So much so, that late last year the Superior Court of Justice declared Bill 124 "void and of no effect", with the office of the attorney general adding they’re "reviewing the decision" and may appeal.
“The Ontario government's Bill 124, the cap on public sector wage increases and collective agreements, has been struck down as unconstitutional,” adds MacLellan. “The government has said they're going to appeal that decision. However, in the meantime, you've got the unions that’ll be seeking compensation for this currently unconstitutional legislation.”
Another aspect of Bill 124, MacLellan tells HRD, is that it mandated just a temporary cap – meaning that organizations will see collective agreements emerge from thar one percent moderation period.
“It’s kind of a perfect storm,” he says. “Workers had their wage increases limited by legislation, the legislation was struck down as unconstitutional, and now we’re dealing with inflation. Certainly we're going to expect, in the public sector at least, significant demands for wage increases. I think what we're also going to see is, as a means of compromise, cost-of-living increases.”
Employers could look to mitigate wage fallouts by offering an increase linked to the Consumer Price Index. Essentially, instead of offering set percentage rises over the course of an agreement, MacLellan believes some organizations could offer one rise followed by incremental cost of living bumps.

[Recorded data]:
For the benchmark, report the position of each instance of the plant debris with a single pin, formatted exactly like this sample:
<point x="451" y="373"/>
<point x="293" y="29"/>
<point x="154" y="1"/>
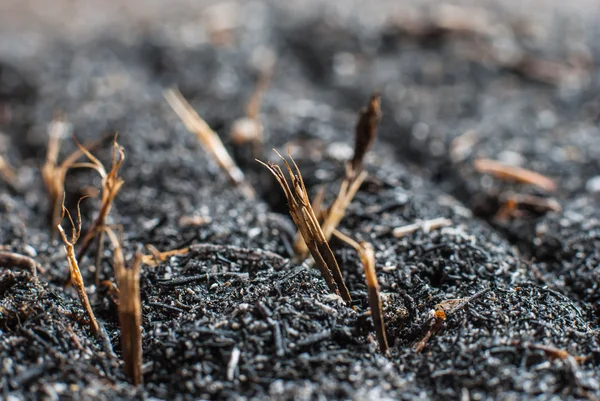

[Required task A]: According to the Bill 124 excerpt, what did the Superior Court of Justice declare the bill late last year?
[Required task B]: Using the Bill 124 excerpt, explain why MacLellan describes the situation as "a perfect storm."
[Required task C]: Carry on the Bill 124 excerpt from its final sentence.

[Task response A]: It declared Bill 124 "void and of no effect."

[Task response B]: Workers had their wage increases limited by Bill 124, that legislation was then struck down as unconstitutional, and inflation is now adding pressure. These combined factors lead him to expect significant demands for wage increases, at least in the public sector.

[Task response C]:
Add on to this the rise in popularity of non-monetary benefits, and employers may not be too much out of pocket. Canadian data from a 2022 LifeWorks survey found that 55% of employees would prefer flexible working over career progression, with a further 34% adding that wellness benefits are a main reason they stay with their current organization.
So, it’s time to start looking at your perk plans before your salaries, says MacLellan.
“We're going to see other less monetary benefits, such as work flexibility — remote work and hybrid models,” he says. “If it's a collective agreement that work flexibility comes in soon as possible, that could be a reasonable way for employers to offer benefits to employees that’re not directly tied to the compensation. It won’t necessarily be as costly to the employer but will still give a real perk to their people.”